## Your objective
Restate the following records word for word without images.

◆ ◆ ◆ ◆ ◆ ◆ ◆

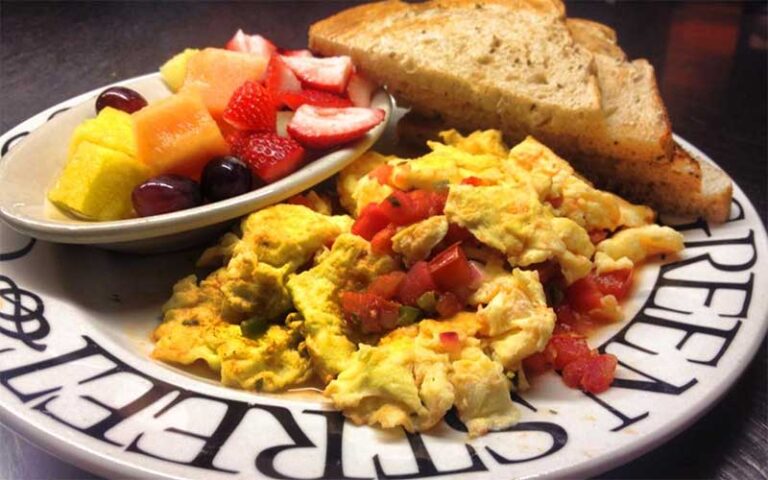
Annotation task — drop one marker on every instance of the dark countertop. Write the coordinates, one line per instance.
(710, 60)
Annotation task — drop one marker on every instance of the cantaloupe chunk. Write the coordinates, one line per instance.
(112, 128)
(97, 182)
(177, 135)
(217, 73)
(174, 70)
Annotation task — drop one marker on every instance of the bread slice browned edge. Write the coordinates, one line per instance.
(712, 200)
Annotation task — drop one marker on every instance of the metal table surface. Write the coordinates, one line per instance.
(710, 60)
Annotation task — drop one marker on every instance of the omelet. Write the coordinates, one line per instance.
(514, 210)
(530, 204)
(202, 321)
(349, 264)
(415, 242)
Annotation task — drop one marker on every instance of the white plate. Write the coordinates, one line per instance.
(75, 377)
(30, 171)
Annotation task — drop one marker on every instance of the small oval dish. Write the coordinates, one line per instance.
(30, 169)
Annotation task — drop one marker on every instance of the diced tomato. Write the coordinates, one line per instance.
(536, 364)
(398, 208)
(381, 243)
(475, 181)
(616, 283)
(450, 340)
(598, 375)
(404, 208)
(592, 374)
(448, 305)
(370, 313)
(387, 285)
(370, 221)
(417, 282)
(597, 236)
(567, 349)
(382, 173)
(450, 268)
(584, 295)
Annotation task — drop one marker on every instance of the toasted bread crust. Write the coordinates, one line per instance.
(679, 185)
(430, 58)
(452, 60)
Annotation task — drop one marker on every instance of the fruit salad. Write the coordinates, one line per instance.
(238, 118)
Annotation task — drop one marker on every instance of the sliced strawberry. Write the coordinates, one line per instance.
(270, 157)
(297, 53)
(237, 138)
(330, 74)
(251, 108)
(254, 44)
(360, 89)
(280, 78)
(318, 98)
(318, 127)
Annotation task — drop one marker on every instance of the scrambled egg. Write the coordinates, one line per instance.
(349, 265)
(201, 321)
(411, 378)
(524, 206)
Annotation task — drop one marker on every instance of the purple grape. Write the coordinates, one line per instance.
(225, 177)
(164, 194)
(120, 98)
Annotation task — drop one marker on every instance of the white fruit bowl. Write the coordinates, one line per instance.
(30, 169)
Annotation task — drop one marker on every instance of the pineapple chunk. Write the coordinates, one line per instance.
(112, 129)
(174, 70)
(97, 182)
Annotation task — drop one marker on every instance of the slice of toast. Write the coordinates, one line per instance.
(644, 164)
(667, 191)
(505, 63)
(474, 65)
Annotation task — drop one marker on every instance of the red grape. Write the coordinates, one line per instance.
(164, 194)
(120, 98)
(225, 177)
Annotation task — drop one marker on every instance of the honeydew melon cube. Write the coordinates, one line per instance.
(97, 182)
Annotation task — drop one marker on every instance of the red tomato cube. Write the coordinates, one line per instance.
(370, 221)
(450, 269)
(417, 282)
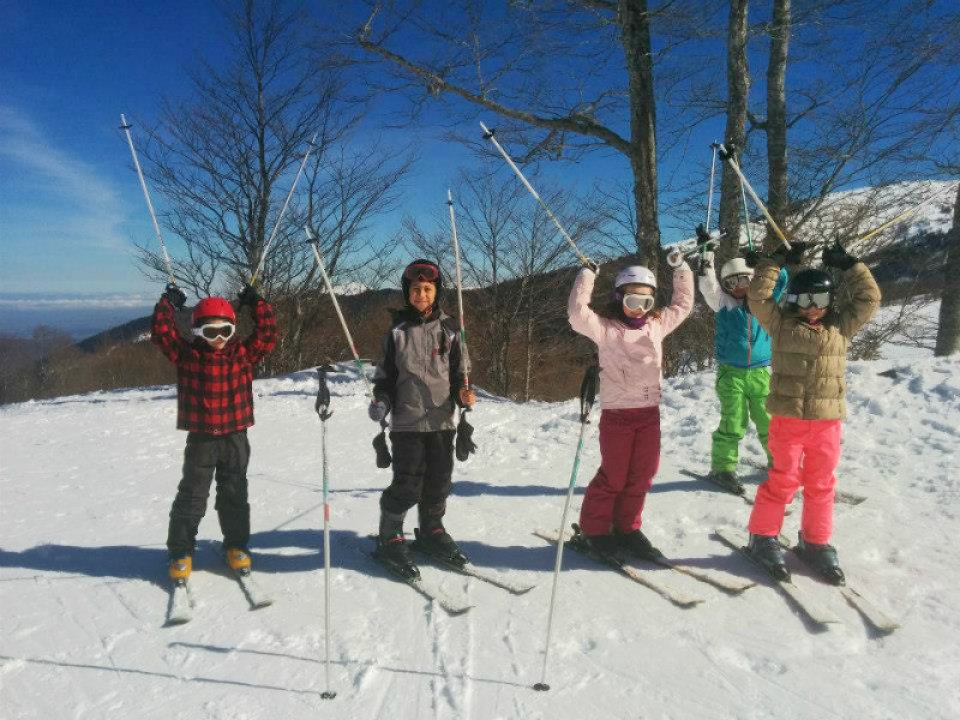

◆ ◆ ◆ ◆ ◆ ◆ ◆

## Exercise response
Annotation task — drop one marker on every instance of the dark countertop. Write the coordinates, one line per instance.
(710, 60)
Annotation task — drop one marker on every instance of the cantaloupe chunk. Write the coordinates, one line per instance.
(112, 128)
(97, 182)
(177, 135)
(217, 73)
(174, 70)
Annotation task — drop one marker on every instance of the bread slice browned edge. Write the coordinates, one line per instance.
(712, 200)
Annotation task — drop one marker on every instance of the metal table surface. Write the coordinates, one line per instance.
(710, 60)
Annotation task — drop one marker on every instance of the omelet. Write the coordinates, one line per instance.
(514, 210)
(530, 204)
(202, 321)
(349, 264)
(415, 242)
Annotation task — drop one marker on every instance of the white plate. Write the coordinates, one line per instance.
(75, 377)
(30, 171)
Annotation task — drop one marker on every instance of the small oval dish. Write the coordinates, one line per instance.
(30, 169)
Annotation task — drop one marker on every instance of the diced tomato. Write the coordinates, one line per instance.
(536, 364)
(398, 208)
(381, 243)
(475, 181)
(616, 283)
(450, 340)
(598, 375)
(404, 208)
(592, 374)
(448, 305)
(370, 313)
(387, 285)
(370, 221)
(417, 282)
(597, 236)
(567, 349)
(382, 173)
(450, 268)
(584, 295)
Annotation task — drop one marker on every instance of the toasted bread crust. Write the coordinates, one line per instance.
(679, 185)
(430, 58)
(452, 60)
Annotation task — drop one marker on every instance of the fruit salad. Write the coordinates, one line per instance.
(238, 118)
Annotation task — drop one marker on every instance of the sliced strawberry. Write the coordinates, one line per instance.
(270, 157)
(297, 53)
(237, 138)
(330, 74)
(251, 108)
(254, 44)
(360, 89)
(280, 78)
(318, 98)
(318, 127)
Annotation task — drop one marker on every instance of the scrambled egg. Write the coordinates, one line per instance.
(349, 265)
(201, 321)
(411, 378)
(524, 206)
Annotation task — drop one marker on every instance of the purple grape. Write the coordinates, one line per instance.
(225, 177)
(164, 194)
(120, 98)
Annotation task — drop one marker on every instance of the white fruit bowl. Write the coordinates, one line per instance.
(30, 169)
Annotation task — drop one marker on every instance of the pineapple chunk. Write the coordinates, one line per instance.
(112, 129)
(174, 70)
(97, 182)
Annotation task — drop one marker on every instance of the slice of toast. Write the coordinates, one line per instance.
(644, 164)
(667, 191)
(505, 63)
(474, 65)
Annotation task — drop one marker on every instance of the red grape. Write the coordinates, one line per instance.
(164, 194)
(120, 98)
(225, 177)
Annotation task — drop one marker on every instance of the honeydew melon cube. Write the coordinates, one line per instance.
(97, 182)
Annotation task — drop one marker on every instance of the red tomato cube. Write the coordinates, one line per instance.
(370, 221)
(450, 269)
(417, 282)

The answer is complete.